> _Exercise objective_
Retype the whole listing below, character for character.

> _Extracted information_
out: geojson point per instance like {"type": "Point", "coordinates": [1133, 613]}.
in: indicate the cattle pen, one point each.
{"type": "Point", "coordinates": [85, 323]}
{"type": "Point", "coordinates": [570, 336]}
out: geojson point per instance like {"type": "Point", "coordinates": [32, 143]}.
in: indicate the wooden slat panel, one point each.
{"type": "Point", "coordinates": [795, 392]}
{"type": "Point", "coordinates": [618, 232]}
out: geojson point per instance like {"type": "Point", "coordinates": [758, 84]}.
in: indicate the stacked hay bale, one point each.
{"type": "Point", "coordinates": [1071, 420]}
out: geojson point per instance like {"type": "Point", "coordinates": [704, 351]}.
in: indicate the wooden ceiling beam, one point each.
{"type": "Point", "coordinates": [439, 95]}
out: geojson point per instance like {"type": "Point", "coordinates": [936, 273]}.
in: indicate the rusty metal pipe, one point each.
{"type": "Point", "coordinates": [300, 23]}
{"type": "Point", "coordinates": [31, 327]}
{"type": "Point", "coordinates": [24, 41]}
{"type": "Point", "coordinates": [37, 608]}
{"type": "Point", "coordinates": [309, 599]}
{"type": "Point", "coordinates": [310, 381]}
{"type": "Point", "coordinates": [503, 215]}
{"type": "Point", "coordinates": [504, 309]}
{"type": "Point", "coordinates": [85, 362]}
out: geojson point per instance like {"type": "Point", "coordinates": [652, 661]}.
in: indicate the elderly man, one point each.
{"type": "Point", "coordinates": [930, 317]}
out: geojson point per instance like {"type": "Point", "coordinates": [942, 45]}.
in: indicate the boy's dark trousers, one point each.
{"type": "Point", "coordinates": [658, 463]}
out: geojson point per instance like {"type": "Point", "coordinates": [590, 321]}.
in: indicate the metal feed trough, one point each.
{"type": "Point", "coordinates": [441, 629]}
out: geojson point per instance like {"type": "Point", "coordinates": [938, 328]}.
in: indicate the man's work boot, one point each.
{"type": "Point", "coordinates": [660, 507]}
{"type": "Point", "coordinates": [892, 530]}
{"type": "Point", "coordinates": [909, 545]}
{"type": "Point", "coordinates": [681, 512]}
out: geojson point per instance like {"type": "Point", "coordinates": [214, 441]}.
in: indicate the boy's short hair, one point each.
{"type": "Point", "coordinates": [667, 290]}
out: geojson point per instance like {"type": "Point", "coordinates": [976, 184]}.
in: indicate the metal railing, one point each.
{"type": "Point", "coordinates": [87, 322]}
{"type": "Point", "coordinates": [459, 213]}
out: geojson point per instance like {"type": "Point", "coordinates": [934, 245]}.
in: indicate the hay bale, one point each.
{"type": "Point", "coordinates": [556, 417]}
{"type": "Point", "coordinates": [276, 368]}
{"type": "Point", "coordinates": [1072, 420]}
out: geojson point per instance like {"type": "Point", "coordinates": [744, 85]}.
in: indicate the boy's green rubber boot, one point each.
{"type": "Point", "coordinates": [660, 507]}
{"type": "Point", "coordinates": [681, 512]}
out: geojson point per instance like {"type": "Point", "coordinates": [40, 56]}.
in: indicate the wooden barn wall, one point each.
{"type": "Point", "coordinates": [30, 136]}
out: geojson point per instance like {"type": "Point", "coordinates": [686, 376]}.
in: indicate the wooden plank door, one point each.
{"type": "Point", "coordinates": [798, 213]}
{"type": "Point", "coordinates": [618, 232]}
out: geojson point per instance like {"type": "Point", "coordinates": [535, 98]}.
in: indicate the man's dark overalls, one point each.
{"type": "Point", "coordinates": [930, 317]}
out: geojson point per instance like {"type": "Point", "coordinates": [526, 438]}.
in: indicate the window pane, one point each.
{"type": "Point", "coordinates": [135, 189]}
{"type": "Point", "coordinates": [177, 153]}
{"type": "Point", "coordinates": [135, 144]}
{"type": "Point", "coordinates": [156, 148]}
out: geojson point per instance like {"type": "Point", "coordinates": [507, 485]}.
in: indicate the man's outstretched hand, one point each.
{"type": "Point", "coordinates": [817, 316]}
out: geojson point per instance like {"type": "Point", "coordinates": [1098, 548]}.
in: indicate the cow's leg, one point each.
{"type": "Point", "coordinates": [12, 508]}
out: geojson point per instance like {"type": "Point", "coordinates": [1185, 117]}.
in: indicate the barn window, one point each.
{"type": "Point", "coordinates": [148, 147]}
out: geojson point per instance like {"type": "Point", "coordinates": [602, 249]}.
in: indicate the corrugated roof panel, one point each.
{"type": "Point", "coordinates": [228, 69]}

> _The completed task_
out: geojson point per instance like {"type": "Point", "coordinates": [1133, 613]}.
in: indicate the cattle pen, one point each.
{"type": "Point", "coordinates": [85, 323]}
{"type": "Point", "coordinates": [570, 336]}
out: geojson point per instance like {"type": "Point", "coordinates": [32, 143]}.
in: indicate the wooden slat panel, one point each.
{"type": "Point", "coordinates": [795, 392]}
{"type": "Point", "coordinates": [618, 232]}
out: geojson point per instance like {"type": "Point", "coordinates": [758, 84]}.
in: indicate the stacked hay bale, one point each.
{"type": "Point", "coordinates": [1071, 420]}
out: geojson point per instance like {"type": "Point", "coordinates": [704, 351]}.
in: indicate the wooden ceiling beam, one point each.
{"type": "Point", "coordinates": [439, 95]}
out: geojson point per instance like {"type": "Point", "coordinates": [936, 273]}.
in: indicate the rusty metal pipe, one point each.
{"type": "Point", "coordinates": [300, 23]}
{"type": "Point", "coordinates": [31, 327]}
{"type": "Point", "coordinates": [24, 41]}
{"type": "Point", "coordinates": [37, 608]}
{"type": "Point", "coordinates": [309, 599]}
{"type": "Point", "coordinates": [310, 381]}
{"type": "Point", "coordinates": [503, 215]}
{"type": "Point", "coordinates": [504, 309]}
{"type": "Point", "coordinates": [85, 362]}
out: geojson point per instance like {"type": "Point", "coordinates": [652, 661]}.
in: indicate the elderly man, one point each.
{"type": "Point", "coordinates": [930, 317]}
out: geojson point per instance like {"type": "Point", "coordinates": [942, 45]}.
in: indicate the boy's dark trousers, one point each.
{"type": "Point", "coordinates": [658, 463]}
out: geojson point per instance like {"type": "Point", "coordinates": [590, 321]}.
in: indicate the metal feed trough, one point each.
{"type": "Point", "coordinates": [441, 629]}
out: geojson point per instance like {"type": "Point", "coordinates": [938, 328]}.
in: indicate the man's work boot, one point each.
{"type": "Point", "coordinates": [660, 507]}
{"type": "Point", "coordinates": [892, 530]}
{"type": "Point", "coordinates": [909, 545]}
{"type": "Point", "coordinates": [681, 512]}
out: geojson point per instance like {"type": "Point", "coordinates": [214, 441]}.
in: indicate the boy's short hair, one point each.
{"type": "Point", "coordinates": [667, 290]}
out: geojson point per instance like {"type": "Point", "coordinates": [976, 184]}.
in: indicate the metal railing, one point each.
{"type": "Point", "coordinates": [87, 322]}
{"type": "Point", "coordinates": [459, 213]}
out: geojson point per instance like {"type": "Point", "coordinates": [934, 245]}.
in: indicate the hay bale, one point each.
{"type": "Point", "coordinates": [556, 417]}
{"type": "Point", "coordinates": [276, 368]}
{"type": "Point", "coordinates": [1072, 420]}
out: geojson point per instance like {"type": "Point", "coordinates": [744, 85]}.
in: indicate the boy's green rubber boot, one point each.
{"type": "Point", "coordinates": [660, 507]}
{"type": "Point", "coordinates": [681, 512]}
out: geojson point per instance like {"type": "Point", "coordinates": [40, 56]}.
in: indicate the wooden barn wall, one point each.
{"type": "Point", "coordinates": [30, 136]}
out: geojson point per instance like {"type": "Point", "coordinates": [686, 376]}.
in: indicate the wooden plank door, one point each.
{"type": "Point", "coordinates": [798, 213]}
{"type": "Point", "coordinates": [618, 232]}
out: geojson point per instance like {"type": "Point", "coordinates": [535, 98]}.
in: indicate the man's dark overalls, one point each.
{"type": "Point", "coordinates": [930, 317]}
out: geojson point per instance like {"type": "Point", "coordinates": [526, 438]}.
in: indicate the window pane, one point each.
{"type": "Point", "coordinates": [135, 189]}
{"type": "Point", "coordinates": [177, 153]}
{"type": "Point", "coordinates": [135, 144]}
{"type": "Point", "coordinates": [156, 148]}
out: geojson point per instance like {"type": "Point", "coordinates": [507, 485]}.
in: indicate the man's outstretched hand, one point each.
{"type": "Point", "coordinates": [817, 316]}
out: geojson point per instance like {"type": "Point", "coordinates": [1098, 548]}.
in: indicate the cow's leg, one point each.
{"type": "Point", "coordinates": [12, 508]}
out: geojson point per instance like {"type": "Point", "coordinates": [1185, 117]}.
in: indicate the barn window, one point each.
{"type": "Point", "coordinates": [148, 147]}
out: geojson point per instance like {"type": "Point", "coordinates": [602, 249]}.
in: indicate the corrugated roof panel, one point each.
{"type": "Point", "coordinates": [228, 69]}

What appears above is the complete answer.